_RECORD SET_.
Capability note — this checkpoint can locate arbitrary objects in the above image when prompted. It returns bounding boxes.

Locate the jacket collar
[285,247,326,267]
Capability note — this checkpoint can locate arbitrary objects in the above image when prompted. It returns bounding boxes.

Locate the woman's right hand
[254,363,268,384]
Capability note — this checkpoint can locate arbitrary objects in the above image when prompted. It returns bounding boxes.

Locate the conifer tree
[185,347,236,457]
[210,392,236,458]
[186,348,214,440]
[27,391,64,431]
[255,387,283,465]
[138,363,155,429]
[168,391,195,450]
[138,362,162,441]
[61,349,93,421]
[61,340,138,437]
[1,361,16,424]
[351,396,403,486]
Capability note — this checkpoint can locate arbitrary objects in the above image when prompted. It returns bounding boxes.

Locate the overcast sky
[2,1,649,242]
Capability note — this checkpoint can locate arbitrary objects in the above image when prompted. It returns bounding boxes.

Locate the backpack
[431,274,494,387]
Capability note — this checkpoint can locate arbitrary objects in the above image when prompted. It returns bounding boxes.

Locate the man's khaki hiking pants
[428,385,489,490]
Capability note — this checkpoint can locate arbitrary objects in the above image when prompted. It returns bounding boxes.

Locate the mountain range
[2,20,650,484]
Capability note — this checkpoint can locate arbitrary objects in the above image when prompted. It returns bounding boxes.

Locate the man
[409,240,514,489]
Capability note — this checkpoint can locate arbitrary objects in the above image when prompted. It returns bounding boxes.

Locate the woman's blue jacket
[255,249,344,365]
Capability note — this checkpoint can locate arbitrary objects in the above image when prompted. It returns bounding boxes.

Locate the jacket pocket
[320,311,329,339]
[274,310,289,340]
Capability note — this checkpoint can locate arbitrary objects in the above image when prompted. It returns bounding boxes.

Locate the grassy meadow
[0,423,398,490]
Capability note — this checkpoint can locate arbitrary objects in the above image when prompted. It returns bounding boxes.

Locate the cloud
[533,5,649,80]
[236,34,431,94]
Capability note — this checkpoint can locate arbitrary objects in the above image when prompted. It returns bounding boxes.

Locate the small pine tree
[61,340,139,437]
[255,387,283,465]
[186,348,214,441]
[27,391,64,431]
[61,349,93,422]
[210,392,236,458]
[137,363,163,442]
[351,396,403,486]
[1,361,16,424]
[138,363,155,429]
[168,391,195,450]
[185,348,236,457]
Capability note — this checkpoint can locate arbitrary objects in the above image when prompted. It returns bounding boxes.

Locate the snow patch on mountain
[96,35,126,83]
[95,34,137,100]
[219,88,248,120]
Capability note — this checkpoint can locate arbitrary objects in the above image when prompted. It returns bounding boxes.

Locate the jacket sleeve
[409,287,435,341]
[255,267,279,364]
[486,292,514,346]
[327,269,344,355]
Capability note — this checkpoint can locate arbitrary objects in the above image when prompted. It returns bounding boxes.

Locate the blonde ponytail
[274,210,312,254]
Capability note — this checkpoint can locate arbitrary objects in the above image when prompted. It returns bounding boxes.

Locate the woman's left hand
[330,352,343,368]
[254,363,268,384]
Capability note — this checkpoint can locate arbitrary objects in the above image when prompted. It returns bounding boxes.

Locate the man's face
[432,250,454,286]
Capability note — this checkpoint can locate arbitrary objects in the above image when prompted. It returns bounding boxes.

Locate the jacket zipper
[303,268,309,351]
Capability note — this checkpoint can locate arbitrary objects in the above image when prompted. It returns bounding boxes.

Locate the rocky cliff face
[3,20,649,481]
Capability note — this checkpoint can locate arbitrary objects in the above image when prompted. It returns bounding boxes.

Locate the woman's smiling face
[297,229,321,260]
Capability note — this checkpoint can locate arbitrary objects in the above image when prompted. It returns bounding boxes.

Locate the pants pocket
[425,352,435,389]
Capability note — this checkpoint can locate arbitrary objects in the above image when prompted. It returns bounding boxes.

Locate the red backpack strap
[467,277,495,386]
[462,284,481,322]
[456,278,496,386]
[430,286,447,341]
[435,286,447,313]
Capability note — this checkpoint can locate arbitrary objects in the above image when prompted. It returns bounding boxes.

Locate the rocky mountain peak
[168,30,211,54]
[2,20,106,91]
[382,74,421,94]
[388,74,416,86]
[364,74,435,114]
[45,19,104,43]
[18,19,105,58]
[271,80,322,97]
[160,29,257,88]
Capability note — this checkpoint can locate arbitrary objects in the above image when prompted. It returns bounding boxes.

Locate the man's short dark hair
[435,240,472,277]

_REQUIREMENT_. Nothing should be left out or altered, so reproduce the whole listing.

_RESPONSE_.
Capability note — this checkpoint can locate arbitrary objects in the above image when prompted. It returns bounding boxes.

Locate the jacket collar
[285,247,326,267]
Capability note — this checkpoint can locate arbitrary objects in the above image when prompted. It returns bounding boxes.

Locate the woman's right hand
[254,363,268,384]
Capability note — this checkpoint can locate arbitrary objects in the above image when prompted. It returns bounding boxes.

Locate the conifer tree
[185,347,236,457]
[210,392,236,458]
[186,348,214,440]
[27,391,64,431]
[255,387,283,465]
[138,363,155,429]
[168,391,195,450]
[138,362,162,441]
[61,349,93,421]
[61,340,138,437]
[1,361,16,424]
[351,396,403,486]
Capability note — this checkpoint can locate arbitrary objects in the above image when prompted. It returns bounding boxes.

Locate the overcast sky
[2,1,649,242]
Capability note — this checkpoint can locate arbitrary objects in the above image when prompted. It returns bounding boxes.

Locate the backpack
[431,274,494,387]
Capability note — this checkpoint can locate arbitrary objects in the above image when prompted. It returns bounding boxes.

Locate the man's khaki hiking pants
[428,385,489,490]
Capability note — this checkpoint can locate arbitrary objects in the above image when prompted. It returns bounding boxes.

Locate the mountain range
[2,20,650,484]
Capability note — this checkpoint can locate arbitrary objects in the above image when prompted. It returns bounding boxes.

Locate the man
[409,240,514,489]
Capability note — this checkpoint can locate arbitrary objects in the above image when prompted. It returns bounding boxes.

Locate the woman's blue jacket
[255,249,344,365]
Capability note — this checkpoint can locate arbitrary objects in the above image when prompted. It returns bounding boxes.

Locate the jacket pocket
[320,311,329,339]
[274,310,289,340]
Capability note — this checkpoint can locate arbitrary objects in the above image when prompted. It returns bounding boxes.

Locate the grassy meadow
[0,423,398,490]
Capability note — this checkpoint can locate arbitrary objects in the above image when prompted. It returns bounding boxes.

Locate the cloud
[533,5,649,80]
[236,34,431,94]
Capability note — this checkpoint can locate arbitrary objects in the above image when prompted. It returns bounding boxes.

Locate the small pine tree
[61,340,139,437]
[255,387,283,465]
[186,348,214,441]
[27,391,64,431]
[61,349,93,422]
[210,392,236,458]
[137,363,163,442]
[351,396,403,486]
[1,361,16,424]
[138,363,155,429]
[168,391,195,450]
[185,348,236,457]
Capability note — this checkpoint can locate arbitrary objects in the above image when prompted. It returns bounding boxes.

Locate the snow patch on mountain
[96,35,126,83]
[95,34,137,100]
[219,88,248,120]
Capability note — this checkpoint can locate arbitrary objects in the above image when prompted. It returns bounding boxes.

Locate the jacket sleeve
[409,287,435,341]
[255,267,279,364]
[486,292,514,346]
[327,269,344,355]
Capability note — this checkpoint can locate arbitrary objects in the above image when prompted. It returns bounding boxes.

Locate the blonde ponytail
[274,210,312,254]
Capability note — this checkpoint can locate arbitrary objects in the above image when prompted. It returns bounding boxes.

Locate the woman's left hand
[330,352,343,368]
[254,363,268,384]
Capability note — this checkpoint can locate arbitrary objects in the above image when prompted. It returns bounding boxes.

Locate the man's face
[432,250,454,286]
Capability note — this checkpoint can locate arbitrary objects in the above image when prompted. It returns bounding boxes.

Locate the jacket zipper
[303,268,309,351]
Capability note — this checkpoint can locate arbitrary objects in the above image when prompted. It returns bounding boxes.

Locate the rocky cliff face
[3,20,649,481]
Capability note — this checkpoint can locate arbitrary objects in the above image when prompted. It returns bounding boxes.

Locate the woman's smiling face
[297,229,321,260]
Capability note — this checkpoint can locate arbitrary objects in the above image when prompted. It returns bounding boxes.

Locate the pants pocket
[425,352,435,389]
Capability note — this checkpoint can locate arbitrary objects in the above image when prompted. It returns bounding boxes.

Locate the red backpack strap
[467,277,495,386]
[462,284,481,322]
[456,278,496,386]
[430,286,447,341]
[435,286,447,313]
Capability note — this checkpoint can locate arbitrary objects in the above image when prompted. It returns bounding boxes.

Locate the rocky mountain peak
[168,30,211,54]
[2,20,106,91]
[382,74,421,94]
[388,74,416,86]
[364,74,435,114]
[45,19,104,43]
[18,19,105,58]
[271,80,322,97]
[160,29,257,88]
Capability note — this checkpoint can locate arbitrary objects in the above image when prompted. It returns bounding boxes.

Locate the man's short dark hair
[435,240,472,277]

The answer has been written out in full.